_Set exercise_
Please copy out the listing below line for line, with every character unchanged.

_Records supplied_
+ + + +

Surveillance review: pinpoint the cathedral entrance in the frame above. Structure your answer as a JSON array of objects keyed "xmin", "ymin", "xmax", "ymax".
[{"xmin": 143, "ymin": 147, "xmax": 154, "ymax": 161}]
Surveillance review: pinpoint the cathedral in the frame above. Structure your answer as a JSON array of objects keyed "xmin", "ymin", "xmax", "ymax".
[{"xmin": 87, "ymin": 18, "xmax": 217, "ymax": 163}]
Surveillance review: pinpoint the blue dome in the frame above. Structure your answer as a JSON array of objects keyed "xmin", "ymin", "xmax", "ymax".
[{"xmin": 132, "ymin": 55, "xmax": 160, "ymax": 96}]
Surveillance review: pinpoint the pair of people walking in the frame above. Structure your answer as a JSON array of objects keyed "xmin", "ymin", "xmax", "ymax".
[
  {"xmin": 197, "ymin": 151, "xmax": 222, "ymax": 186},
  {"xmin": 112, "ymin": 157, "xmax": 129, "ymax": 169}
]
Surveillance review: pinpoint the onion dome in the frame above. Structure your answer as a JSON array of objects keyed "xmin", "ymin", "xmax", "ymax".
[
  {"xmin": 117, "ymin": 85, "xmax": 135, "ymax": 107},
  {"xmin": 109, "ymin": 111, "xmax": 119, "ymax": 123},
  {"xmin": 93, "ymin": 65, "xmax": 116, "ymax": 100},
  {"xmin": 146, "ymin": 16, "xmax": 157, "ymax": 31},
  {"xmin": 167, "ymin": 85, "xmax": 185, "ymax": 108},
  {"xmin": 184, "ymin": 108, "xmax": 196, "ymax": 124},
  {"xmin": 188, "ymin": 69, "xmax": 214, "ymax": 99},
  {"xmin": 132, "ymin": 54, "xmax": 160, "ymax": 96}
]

+ + + +

_The answer_
Surveillance review: pinpoint the cathedral entrance in the frame above. Structure your answer as a JSON array of objects keyed "xmin", "ymin", "xmax", "ymax".
[{"xmin": 143, "ymin": 147, "xmax": 154, "ymax": 161}]
Surveillance review: pinpoint the cathedral in the frame above. Structure your answer as a JSON array of objects keyed "xmin", "ymin", "xmax", "ymax".
[{"xmin": 87, "ymin": 18, "xmax": 217, "ymax": 163}]
Surveillance review: pinpoint the blue dome in the frame above. Structure your answer as a JSON array of objects keyed "xmin", "ymin", "xmax", "ymax".
[{"xmin": 132, "ymin": 55, "xmax": 160, "ymax": 96}]
Surveillance review: pinpoint the pair of people walking in the frame above. Structure your answer as a JSON array of objects keyed "xmin", "ymin", "xmax", "ymax".
[
  {"xmin": 197, "ymin": 151, "xmax": 222, "ymax": 186},
  {"xmin": 112, "ymin": 157, "xmax": 129, "ymax": 169}
]
Surveillance review: pinpoint the onion dome in the frame above. Structure your answer as a JSON array of objects keyed "xmin", "ymin", "xmax", "ymax".
[
  {"xmin": 117, "ymin": 85, "xmax": 135, "ymax": 107},
  {"xmin": 109, "ymin": 111, "xmax": 119, "ymax": 123},
  {"xmin": 93, "ymin": 65, "xmax": 116, "ymax": 100},
  {"xmin": 146, "ymin": 16, "xmax": 157, "ymax": 31},
  {"xmin": 167, "ymin": 85, "xmax": 185, "ymax": 108},
  {"xmin": 184, "ymin": 108, "xmax": 196, "ymax": 124},
  {"xmin": 188, "ymin": 69, "xmax": 214, "ymax": 99},
  {"xmin": 132, "ymin": 54, "xmax": 160, "ymax": 96}
]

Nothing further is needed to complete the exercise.